# Set of tasks
A – Translate into German this sentence from the forum thread about chi2 methods: "TF1::GetChisquare returns the chi2 value that is computed during fitting, using the fitted data and it is computed together with the number of degree of freedom, TF1::GetNdf."
B – Write the next part of the forum thread about chi2 methods, picking up right after its final line.

# Text under study
*** Begin section ***

Wile_E_Coyote · August 7, 2022, 6:26pm

@Eddy_Offermann My macro calculates ALL available “chi2” values (and the “nll”) for ANY fit option. This is intentional.
You are really supposed to run it three times, changing the fit option ("" = Neyman chi2, "P" = Pearson chi2, "L" = log-likelihood).
If you do it, you will notice that with ANY fit option, “h->Chisquare(f, "")” returns the “Neyman chi2” and “h->Chisquare(f, "L")” returns the “Baker-Cousins likelihood chi2”.
@moneta There is no way to get the “Pearson chi2” from the “TH1::Chisquare” method, and I think this should be added (i.e., “h->Chisquare(f, "P")” is missing).
The “f->GetChisquare()” returns a wrong value only for the log-likelihood fit.

Eddy_Offermann · August 7, 2022, 6:47pm

Out of all these permutations only three are really relevant, no point of running “P” and doing the “N” by hand. My change implemented that. The whole implementation is not consistent,
it is possible to invoke “PL” …

Wile_E_Coyote · August 7, 2022, 6:51pm

@Eddy_Offermann The purpose of the “TH1::Chisquare” method is to calculate the “chi2” of your histogram with ANY function you want (and it should be able to calculate any available “chi2”). This method is NOT associated with fitting at all (i.e., you do not need to fit the histogram at all).
The “TF1::GetChisquare” method is supposed to return the “chi2” that was calculated when fitting this function to some object (e.g., a histogram or a graph, but note that it doesn’t know which object was fitted).

moneta · August 8, 2022, 7:18am

Hi,

TF1::GetChisquare returns the chi2 value that is computed during fitting, using the fitted data and it is computed together with the number of degree of freedom, TF1::GetNdf.
In the case of binned likelihood fit I agree this is confusing, it returns the Neyman chi2 using your fitter function. Probably we should return in that case the Baker-Cousins likelihood ratio, which is 2 * FitResult::MinimumFcn(). I think was kept like this for backward compatibility with the previous fitting code.

I see also the documentation of TF1::GetChisquare is missing. I will add this with the suggested change in case of likelihood fits.

Thank you for the feedback !

*** End section ***

# Available data
*** Begin section ***

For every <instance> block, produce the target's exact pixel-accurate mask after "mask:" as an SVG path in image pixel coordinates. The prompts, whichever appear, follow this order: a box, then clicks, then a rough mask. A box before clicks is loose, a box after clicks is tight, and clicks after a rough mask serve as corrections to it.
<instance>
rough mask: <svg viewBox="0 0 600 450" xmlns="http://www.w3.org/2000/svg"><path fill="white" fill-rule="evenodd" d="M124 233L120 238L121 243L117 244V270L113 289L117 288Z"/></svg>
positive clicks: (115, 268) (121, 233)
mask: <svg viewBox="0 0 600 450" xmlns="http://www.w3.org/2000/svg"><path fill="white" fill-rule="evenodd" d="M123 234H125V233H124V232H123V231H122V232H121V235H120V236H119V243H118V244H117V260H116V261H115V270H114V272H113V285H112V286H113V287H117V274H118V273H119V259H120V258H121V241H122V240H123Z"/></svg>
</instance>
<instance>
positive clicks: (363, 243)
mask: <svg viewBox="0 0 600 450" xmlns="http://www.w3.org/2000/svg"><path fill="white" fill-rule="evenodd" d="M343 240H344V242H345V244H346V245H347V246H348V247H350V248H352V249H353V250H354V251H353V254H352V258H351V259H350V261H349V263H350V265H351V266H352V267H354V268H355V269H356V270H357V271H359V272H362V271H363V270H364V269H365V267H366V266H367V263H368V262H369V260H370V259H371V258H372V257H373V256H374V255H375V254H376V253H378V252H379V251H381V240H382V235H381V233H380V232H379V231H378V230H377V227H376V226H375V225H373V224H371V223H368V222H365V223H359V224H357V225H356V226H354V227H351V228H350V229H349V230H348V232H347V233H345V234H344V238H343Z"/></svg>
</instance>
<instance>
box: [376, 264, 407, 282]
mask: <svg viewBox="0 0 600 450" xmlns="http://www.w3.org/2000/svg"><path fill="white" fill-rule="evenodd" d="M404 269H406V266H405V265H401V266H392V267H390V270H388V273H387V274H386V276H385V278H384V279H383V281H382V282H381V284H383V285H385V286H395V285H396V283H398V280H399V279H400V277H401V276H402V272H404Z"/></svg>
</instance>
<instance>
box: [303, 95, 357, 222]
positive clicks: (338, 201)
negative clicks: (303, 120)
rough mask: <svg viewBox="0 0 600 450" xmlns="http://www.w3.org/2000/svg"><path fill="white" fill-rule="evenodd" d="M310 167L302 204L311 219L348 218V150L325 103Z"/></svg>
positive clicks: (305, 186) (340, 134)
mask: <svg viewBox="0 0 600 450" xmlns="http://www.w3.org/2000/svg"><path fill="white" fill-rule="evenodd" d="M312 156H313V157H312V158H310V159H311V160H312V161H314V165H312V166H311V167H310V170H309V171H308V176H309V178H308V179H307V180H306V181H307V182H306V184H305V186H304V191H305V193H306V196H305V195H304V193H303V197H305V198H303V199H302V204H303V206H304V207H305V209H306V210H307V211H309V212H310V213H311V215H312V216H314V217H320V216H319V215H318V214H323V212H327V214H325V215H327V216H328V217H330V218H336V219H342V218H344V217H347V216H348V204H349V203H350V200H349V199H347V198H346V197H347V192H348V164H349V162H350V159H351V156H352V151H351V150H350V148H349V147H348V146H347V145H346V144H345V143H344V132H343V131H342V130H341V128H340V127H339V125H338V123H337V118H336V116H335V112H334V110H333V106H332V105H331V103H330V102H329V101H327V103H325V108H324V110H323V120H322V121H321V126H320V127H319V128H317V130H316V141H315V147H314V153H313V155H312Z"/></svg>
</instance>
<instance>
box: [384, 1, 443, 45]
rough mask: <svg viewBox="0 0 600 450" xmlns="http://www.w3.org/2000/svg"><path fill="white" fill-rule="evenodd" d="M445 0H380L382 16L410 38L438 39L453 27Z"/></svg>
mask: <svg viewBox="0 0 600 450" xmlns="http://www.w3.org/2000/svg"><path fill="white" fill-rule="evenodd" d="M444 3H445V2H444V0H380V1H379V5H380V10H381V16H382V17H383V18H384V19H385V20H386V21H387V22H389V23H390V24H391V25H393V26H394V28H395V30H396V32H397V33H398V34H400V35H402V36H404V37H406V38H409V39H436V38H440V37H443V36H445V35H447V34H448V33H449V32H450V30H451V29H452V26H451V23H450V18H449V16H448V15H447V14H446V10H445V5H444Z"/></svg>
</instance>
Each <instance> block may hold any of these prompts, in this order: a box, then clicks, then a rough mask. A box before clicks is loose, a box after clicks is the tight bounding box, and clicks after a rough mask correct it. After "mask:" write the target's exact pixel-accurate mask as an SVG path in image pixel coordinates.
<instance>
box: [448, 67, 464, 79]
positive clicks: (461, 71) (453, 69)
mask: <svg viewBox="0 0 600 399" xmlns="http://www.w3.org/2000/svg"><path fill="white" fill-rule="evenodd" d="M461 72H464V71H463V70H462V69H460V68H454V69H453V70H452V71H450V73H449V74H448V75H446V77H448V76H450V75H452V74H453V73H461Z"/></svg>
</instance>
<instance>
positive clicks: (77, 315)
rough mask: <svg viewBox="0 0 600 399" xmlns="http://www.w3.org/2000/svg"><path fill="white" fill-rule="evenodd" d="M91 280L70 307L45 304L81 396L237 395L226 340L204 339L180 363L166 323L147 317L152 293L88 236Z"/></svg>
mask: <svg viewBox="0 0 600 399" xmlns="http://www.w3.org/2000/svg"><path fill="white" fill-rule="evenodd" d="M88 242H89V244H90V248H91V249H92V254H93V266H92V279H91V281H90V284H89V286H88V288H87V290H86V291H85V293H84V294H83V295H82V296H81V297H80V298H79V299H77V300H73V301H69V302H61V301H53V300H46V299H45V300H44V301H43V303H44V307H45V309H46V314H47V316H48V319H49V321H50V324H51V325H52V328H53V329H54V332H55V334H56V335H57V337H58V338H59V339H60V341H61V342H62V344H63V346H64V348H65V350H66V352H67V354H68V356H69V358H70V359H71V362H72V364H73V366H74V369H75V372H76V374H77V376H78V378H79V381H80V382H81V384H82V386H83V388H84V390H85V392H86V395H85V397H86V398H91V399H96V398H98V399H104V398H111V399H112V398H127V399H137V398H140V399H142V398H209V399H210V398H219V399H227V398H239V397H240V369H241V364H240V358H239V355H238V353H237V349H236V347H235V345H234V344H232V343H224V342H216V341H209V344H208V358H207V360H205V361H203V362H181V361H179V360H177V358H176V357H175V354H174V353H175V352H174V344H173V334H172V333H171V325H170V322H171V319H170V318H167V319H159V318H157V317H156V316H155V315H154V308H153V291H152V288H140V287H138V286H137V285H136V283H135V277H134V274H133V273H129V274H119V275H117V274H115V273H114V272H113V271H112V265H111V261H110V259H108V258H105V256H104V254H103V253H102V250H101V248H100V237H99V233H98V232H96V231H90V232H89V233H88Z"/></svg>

*** End section ***

# Set of answers
A – TF1::GetChisquare gibt den chi2-Wert zurück, der während der Anpassung anhand der angepassten Daten berechnet wird, und er wird zusammen mit der Anzahl der Freiheitsgrade, TF1::GetNdf, berechnet.

B –
Cheers

Lorenzo

Wile_E_Coyote · August 8, 2022, 7:23am

This is not the case.
See the numbers in my first post here (“Neyman chi2 = 7.94587” versus “f->GetChisquare()” which returns “8.2006239” ).

It seems this has already been raised a year ago or so (you fixed something but it’s still incorrect):

moneta · August 8, 2022, 8:41am

Hi,
Yes, they should return the same value and this is not correct.
The reason is that the Neyman chi2 computed by the FitResult class after a binned likelihood fit includes the empty-bins with an error=1. This is not correct, if one wants to include empty bins it should use the Pearson chi2.
I think we should change the FitResult class to compute as Chisquare the Baker-Cousins chi2 in case of binned likelihood fits, and, if one want to compute the Neyman (or Pearson) chi2, it should use ROOT::Fit::Chisquare or TH1::Chisquare.
I will open a GitHub issue for this. Thank you for raising this issue

Cheers

Lorenzo

Wile_E_Coyote · August 8, 2022, 8:48am

The"Baker-Cousins likelihood chi2" does include bins with zero content.
So, I think, if the log-likelihood fit is done, then the returned “chi2” should be “2 * FCN” (i.e., the proper “Baker-Cousins likelihood chi2”).

Then, if possible, please add the "P" option (“Pearson chi2”) to the “TH1::Chisquare” method.

moneta · August 8, 2022, 8:51am

I have created [hist] Chi-square computation in Binned likelihood fits · Issue #11143 · root-project/root · GitHub
summarising these findings.
Thank you !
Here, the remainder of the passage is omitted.